## TASK INSTRUCTIONS
Word for word, print each line of the listing below; pictures stay out.

Entries from a pointing dataset:
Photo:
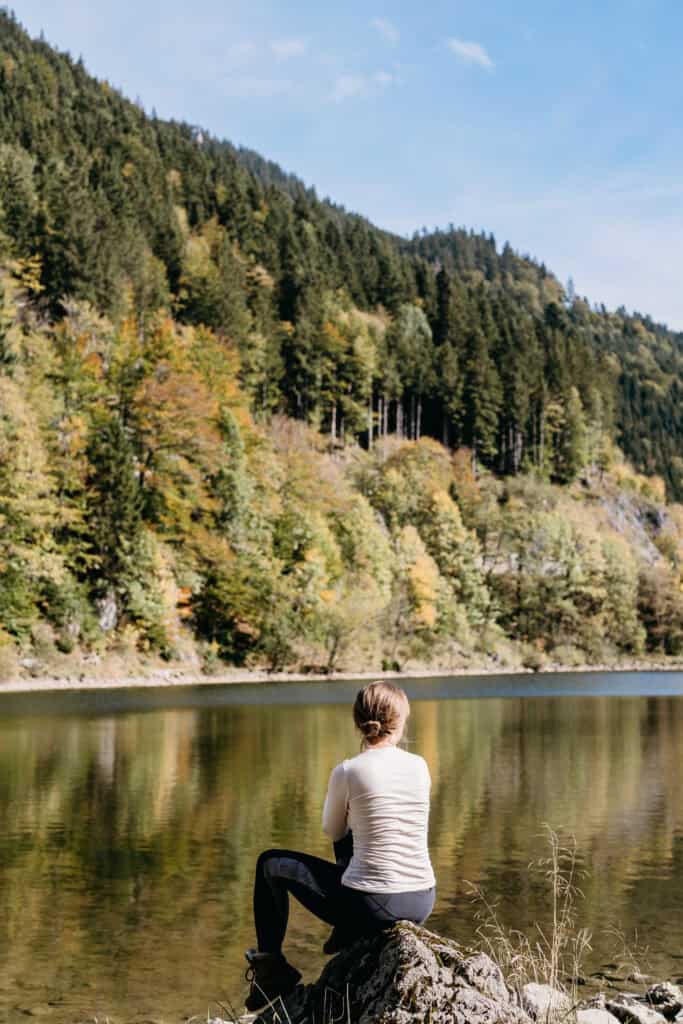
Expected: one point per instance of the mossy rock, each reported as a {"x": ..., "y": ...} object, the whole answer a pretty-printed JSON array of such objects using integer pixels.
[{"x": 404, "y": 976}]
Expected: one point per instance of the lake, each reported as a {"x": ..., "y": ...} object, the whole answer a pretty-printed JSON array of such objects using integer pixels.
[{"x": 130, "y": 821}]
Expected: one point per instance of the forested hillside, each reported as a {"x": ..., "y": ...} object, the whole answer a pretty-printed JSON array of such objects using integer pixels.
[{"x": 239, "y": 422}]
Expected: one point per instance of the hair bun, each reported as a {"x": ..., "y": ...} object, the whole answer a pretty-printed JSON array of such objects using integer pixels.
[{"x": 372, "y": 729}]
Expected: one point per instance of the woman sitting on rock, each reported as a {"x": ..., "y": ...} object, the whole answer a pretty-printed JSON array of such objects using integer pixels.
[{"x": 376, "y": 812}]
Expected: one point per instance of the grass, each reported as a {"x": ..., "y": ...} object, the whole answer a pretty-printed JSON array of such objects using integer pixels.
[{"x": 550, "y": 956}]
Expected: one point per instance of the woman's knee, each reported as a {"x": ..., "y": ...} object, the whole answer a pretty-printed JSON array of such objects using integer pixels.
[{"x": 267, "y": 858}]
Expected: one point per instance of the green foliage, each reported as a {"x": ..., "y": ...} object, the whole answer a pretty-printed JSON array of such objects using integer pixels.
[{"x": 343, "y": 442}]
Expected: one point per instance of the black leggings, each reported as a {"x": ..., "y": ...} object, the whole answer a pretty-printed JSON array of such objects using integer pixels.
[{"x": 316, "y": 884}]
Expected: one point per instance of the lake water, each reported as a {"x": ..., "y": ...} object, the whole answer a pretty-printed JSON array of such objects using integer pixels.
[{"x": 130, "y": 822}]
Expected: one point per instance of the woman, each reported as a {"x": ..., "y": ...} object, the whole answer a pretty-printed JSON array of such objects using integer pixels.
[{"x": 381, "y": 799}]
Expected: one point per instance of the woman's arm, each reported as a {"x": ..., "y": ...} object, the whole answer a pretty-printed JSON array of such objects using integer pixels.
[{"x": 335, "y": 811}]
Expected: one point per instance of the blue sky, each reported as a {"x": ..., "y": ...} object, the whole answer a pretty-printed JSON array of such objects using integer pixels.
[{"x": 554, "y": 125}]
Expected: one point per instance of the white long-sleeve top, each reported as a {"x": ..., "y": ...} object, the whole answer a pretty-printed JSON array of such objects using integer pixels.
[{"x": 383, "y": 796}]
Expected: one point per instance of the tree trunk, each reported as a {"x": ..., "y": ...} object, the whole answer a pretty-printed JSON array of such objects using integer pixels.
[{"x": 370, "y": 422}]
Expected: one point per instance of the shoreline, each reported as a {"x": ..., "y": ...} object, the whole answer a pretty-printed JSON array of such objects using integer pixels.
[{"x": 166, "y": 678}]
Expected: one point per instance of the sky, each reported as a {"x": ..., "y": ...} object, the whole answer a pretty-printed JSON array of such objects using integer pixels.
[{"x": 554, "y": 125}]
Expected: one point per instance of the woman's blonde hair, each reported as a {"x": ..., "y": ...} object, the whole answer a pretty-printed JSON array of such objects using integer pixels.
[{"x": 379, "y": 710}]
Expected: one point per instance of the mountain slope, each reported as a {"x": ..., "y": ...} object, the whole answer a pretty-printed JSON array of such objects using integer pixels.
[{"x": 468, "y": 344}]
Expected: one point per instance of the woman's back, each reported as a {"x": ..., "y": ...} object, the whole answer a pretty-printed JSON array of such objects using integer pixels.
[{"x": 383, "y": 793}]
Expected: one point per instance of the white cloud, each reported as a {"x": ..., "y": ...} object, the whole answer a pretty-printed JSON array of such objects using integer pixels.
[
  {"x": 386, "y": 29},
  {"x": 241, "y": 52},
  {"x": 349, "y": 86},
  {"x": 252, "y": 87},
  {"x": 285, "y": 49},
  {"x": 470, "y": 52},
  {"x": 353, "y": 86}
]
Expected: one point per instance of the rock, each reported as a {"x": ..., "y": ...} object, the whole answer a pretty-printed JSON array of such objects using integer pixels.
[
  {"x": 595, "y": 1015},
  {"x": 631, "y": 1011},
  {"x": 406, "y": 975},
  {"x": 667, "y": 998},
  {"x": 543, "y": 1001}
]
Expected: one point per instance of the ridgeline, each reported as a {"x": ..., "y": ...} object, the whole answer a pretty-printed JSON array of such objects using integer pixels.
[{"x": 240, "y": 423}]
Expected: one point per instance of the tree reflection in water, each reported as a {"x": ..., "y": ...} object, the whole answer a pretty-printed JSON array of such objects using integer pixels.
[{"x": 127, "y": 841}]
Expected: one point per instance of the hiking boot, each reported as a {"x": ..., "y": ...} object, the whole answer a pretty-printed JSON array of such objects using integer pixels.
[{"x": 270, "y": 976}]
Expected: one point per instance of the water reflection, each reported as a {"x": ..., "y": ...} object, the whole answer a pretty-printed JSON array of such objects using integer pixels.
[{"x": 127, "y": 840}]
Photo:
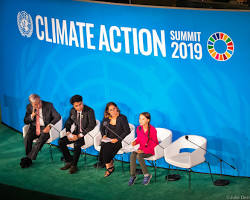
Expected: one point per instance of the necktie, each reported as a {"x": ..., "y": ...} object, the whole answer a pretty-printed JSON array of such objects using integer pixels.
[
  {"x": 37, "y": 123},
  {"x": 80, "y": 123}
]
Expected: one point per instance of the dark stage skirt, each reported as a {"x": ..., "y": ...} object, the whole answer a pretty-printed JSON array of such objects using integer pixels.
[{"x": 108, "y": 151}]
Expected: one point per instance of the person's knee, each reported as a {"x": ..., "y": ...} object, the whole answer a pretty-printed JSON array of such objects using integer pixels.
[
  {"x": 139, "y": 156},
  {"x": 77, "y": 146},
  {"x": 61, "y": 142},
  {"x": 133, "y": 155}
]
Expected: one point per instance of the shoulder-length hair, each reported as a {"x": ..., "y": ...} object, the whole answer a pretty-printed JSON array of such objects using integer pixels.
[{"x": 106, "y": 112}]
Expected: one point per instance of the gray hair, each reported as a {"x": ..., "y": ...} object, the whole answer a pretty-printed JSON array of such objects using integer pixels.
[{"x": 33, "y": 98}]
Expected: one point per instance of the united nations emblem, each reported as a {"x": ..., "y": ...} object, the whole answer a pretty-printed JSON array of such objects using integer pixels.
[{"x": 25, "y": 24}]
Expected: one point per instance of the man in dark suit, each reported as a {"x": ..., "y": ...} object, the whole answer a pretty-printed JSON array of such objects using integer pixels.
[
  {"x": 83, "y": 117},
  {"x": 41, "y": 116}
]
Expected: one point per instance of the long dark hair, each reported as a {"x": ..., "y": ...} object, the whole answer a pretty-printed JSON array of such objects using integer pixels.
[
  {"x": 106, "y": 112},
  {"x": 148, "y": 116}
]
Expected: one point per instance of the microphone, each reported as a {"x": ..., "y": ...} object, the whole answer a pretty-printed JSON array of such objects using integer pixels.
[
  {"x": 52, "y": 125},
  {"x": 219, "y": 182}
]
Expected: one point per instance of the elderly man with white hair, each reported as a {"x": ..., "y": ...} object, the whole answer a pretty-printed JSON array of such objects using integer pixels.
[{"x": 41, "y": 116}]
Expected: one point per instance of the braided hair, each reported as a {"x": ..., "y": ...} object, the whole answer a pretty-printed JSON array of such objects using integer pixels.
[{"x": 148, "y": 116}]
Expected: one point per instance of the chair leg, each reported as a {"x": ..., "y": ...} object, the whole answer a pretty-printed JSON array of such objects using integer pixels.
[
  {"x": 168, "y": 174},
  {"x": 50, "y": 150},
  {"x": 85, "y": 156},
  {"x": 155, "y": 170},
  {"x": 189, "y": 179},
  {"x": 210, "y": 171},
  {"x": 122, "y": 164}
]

## WRITTEN ANSWER
Photo:
Expected: one point per instance of the mossy rock, each reported as a {"x": ..., "y": ...} object, the whole answer a pretty-printed JSON array of such objects using integer pixels.
[{"x": 404, "y": 976}]
Expected: one point per instance of the lake, each reported as a {"x": ..., "y": ...} object, the whole answer a pretty-printed JSON array of such objects using integer pixels.
[{"x": 130, "y": 821}]
Expected: one point per instance of the forested hillside, each reported as a {"x": ..., "y": ...} object, the whole answer a pretty-printed JSON array of such objects using integer pixels.
[{"x": 239, "y": 422}]
Expected: one point per instance of the hair bun, each reported as a {"x": ..., "y": ...} object, the whole answer a pretty-printed JSON array of such objects using integer pixels.
[{"x": 372, "y": 729}]
Expected: one point per instance of the woman sitting on rock, each reported as a {"x": ..., "y": ...} object, the whole answer a pretty-printed JSON array of such objects using integer pixels.
[{"x": 376, "y": 812}]
Expected: one point per instance of the grass, each reported as a {"x": ..., "y": ...} object, the whole answer a pretty-printed JSON array of such objects using integer pixels.
[{"x": 550, "y": 956}]
Expected: one point per instance of the woman's knee, each reported as a {"x": ..., "y": ...} object, the whole answer a pretty-printed JSON array of such objects using integer pixels.
[{"x": 267, "y": 858}]
Expected: one point per instance of the green foliage, each reported as a {"x": ..., "y": ...} object, the whole answer a pretty-printed JSON array of such objects using integer pixels.
[{"x": 343, "y": 442}]
Expected: one point per instance of the black leggings, each reported as a {"x": ..., "y": ...} object, the whole answer a pretty-printed JSON array of such objects using integer pixels.
[{"x": 316, "y": 884}]
Expected: one point per instance of the lake water, each reported as a {"x": ..., "y": ...} object, the whole answer a pretty-printed JSON array of such objects using integer pixels.
[{"x": 130, "y": 822}]
Expected: one point per instance of the woman, each reported as a {"x": ..., "y": ...} object, the whole answer a pretty-printed JSON array of such objects using integer pixels.
[{"x": 381, "y": 799}]
Expected: one point per instance of the woman's arm, each reported as a {"x": ..., "y": ...} object, the whole answer a pretty-printed JSON array of such objects using integer pixels.
[{"x": 335, "y": 811}]
Expected: one point per instance of the blue sky, each reported as a {"x": ..., "y": ...} object, the whole answer a pretty-printed JSON array of such objects using integer pixels.
[{"x": 554, "y": 125}]
Expected: one point per instance of the white long-sleeve top, each reported as a {"x": ..., "y": ...} object, the whole answer a pretty-printed JSON array of such objects using integer pixels.
[{"x": 383, "y": 796}]
Expected: one point per instance of the tree trunk, each reported as a {"x": ..., "y": ...} object, the whole answer a pretty-printed JSON array of such objects using integer pixels.
[{"x": 370, "y": 422}]
Expected: one point per instance of the shoreline, each reported as a {"x": ..., "y": ...} object, the whole answer a pretty-printed JSON array of such objects using integer pixels.
[{"x": 166, "y": 678}]
Expected: one point per instance of the sky, each reported as a {"x": ..., "y": ...} object, the whole answer a pretty-printed JSON array of such objects using integer pixels.
[{"x": 554, "y": 125}]
Expected: one point per instance of the woman's blonde hair, each reported as a {"x": ..., "y": ...} object, the whole answer a pretty-printed JSON array of such objects using integer pixels.
[{"x": 379, "y": 710}]
Expected: one point per instance of the mountain slope, each reported as a {"x": ..., "y": ...} object, the whole answer a pretty-printed JSON array of such objects using integer pixels.
[{"x": 468, "y": 344}]
Expected: one point per instance of the woman's back, each reported as a {"x": ..., "y": ...} object, the whole answer a pretty-printed JSON array of such objects using integer pixels.
[{"x": 383, "y": 793}]
Expected: one point per instance of the white cloud, each reported as a {"x": ..., "y": ...} object, the whole answer a pretty-printed JSON array of such objects using integer pixels.
[
  {"x": 386, "y": 29},
  {"x": 241, "y": 52},
  {"x": 349, "y": 86},
  {"x": 252, "y": 87},
  {"x": 285, "y": 49},
  {"x": 470, "y": 52},
  {"x": 353, "y": 86}
]
Expected: one point per instance of the rock, each reported as a {"x": ..., "y": ...} object, the whole answer a pretty-printed JSON array of such objects using integer pixels.
[
  {"x": 595, "y": 1015},
  {"x": 631, "y": 1011},
  {"x": 406, "y": 975},
  {"x": 667, "y": 998},
  {"x": 543, "y": 1001}
]
Expected: one point per instance of the ridgeline, each reported as a {"x": ..., "y": ...} object, the whole answer a pretty-printed JSON array of such objects using integer pixels.
[{"x": 240, "y": 423}]
Expected: one point per instance of the tree reflection in water, each reported as a {"x": ..., "y": ...} object, the whole answer a pretty-printed JSON array of such objects using integer pixels.
[{"x": 127, "y": 841}]
Expected: one point per instance of the hiking boot, each reported as a {"x": ..., "y": ...} object, the whole answer a pretty-printed JSON array of such objects using integer pixels.
[{"x": 270, "y": 976}]
Expected: one point per instance of the water reflection, each reported as a {"x": ..., "y": ...} object, the whole answer a pretty-printed JSON array of such objects using integer pixels.
[{"x": 127, "y": 840}]
Photo:
Expected: one point per instance of the necktie, each reported as a {"x": ..., "y": ...} object, the whole answer a pretty-printed JSON array of such objects using integer pixels.
[
  {"x": 37, "y": 123},
  {"x": 80, "y": 123}
]
Expected: one point per instance of the dark stage skirt, each reported as a {"x": ..., "y": ...} object, the whole answer a pretty-printed JSON array of such objects using integer pixels.
[{"x": 108, "y": 151}]
Expected: one point per instance of the person's knee, each reported as a {"x": ..., "y": ...} object, the whole answer a pretty-printed JSON array of such objects using integer pixels.
[
  {"x": 139, "y": 156},
  {"x": 77, "y": 146},
  {"x": 61, "y": 142},
  {"x": 133, "y": 155}
]
Expected: one point per instance of the shoulder-length hair, each reported as a {"x": ..., "y": ...} object, the whole answer a pretty-printed JSON array of such objects using integer pixels.
[{"x": 106, "y": 112}]
Expected: one point per instance of the gray hair, each reported as a {"x": ..., "y": ...} object, the whole answer a pretty-printed JSON array of such objects using integer pixels.
[{"x": 33, "y": 98}]
Expected: one point per instance of the united nations emblem, each reported as a {"x": ..., "y": ...} object, the whole answer a pretty-printed JSON array of such objects using integer pixels.
[{"x": 25, "y": 24}]
Expected: one point per instance of the man in dark suit, each reported as a {"x": ..., "y": ...} object, the whole answer a pretty-printed JSON array of such objects using integer pixels.
[
  {"x": 83, "y": 117},
  {"x": 41, "y": 116}
]
Expected: one point per instance of the long dark hair, each reported as a {"x": ..., "y": ...} object, the whole answer a pretty-printed JSON array of such objects using integer pixels.
[
  {"x": 106, "y": 112},
  {"x": 148, "y": 116}
]
Expected: one point per instance of the microphone, each reported as a {"x": ..., "y": ...} object, the whole answer a pretty-printed JSON array of such objects using integer pixels.
[
  {"x": 52, "y": 125},
  {"x": 219, "y": 182}
]
Expected: one point per instance of the elderly man with white hair, each reported as a {"x": ..., "y": ...} object, the whole answer a pretty-printed JSON array of such objects using integer pixels.
[{"x": 41, "y": 116}]
Expected: one point per instance of the braided hair, each reported as a {"x": ..., "y": ...} object, the whole answer a pretty-printed JSON array of such objects using integer pixels.
[{"x": 148, "y": 116}]
Expected: one point per instance of the chair leg, each reported as a {"x": ..., "y": ...} object, the whole answer a pretty-printed JSON array of such objects using integer pixels.
[
  {"x": 168, "y": 174},
  {"x": 50, "y": 150},
  {"x": 85, "y": 156},
  {"x": 155, "y": 170},
  {"x": 189, "y": 179},
  {"x": 210, "y": 171},
  {"x": 122, "y": 164}
]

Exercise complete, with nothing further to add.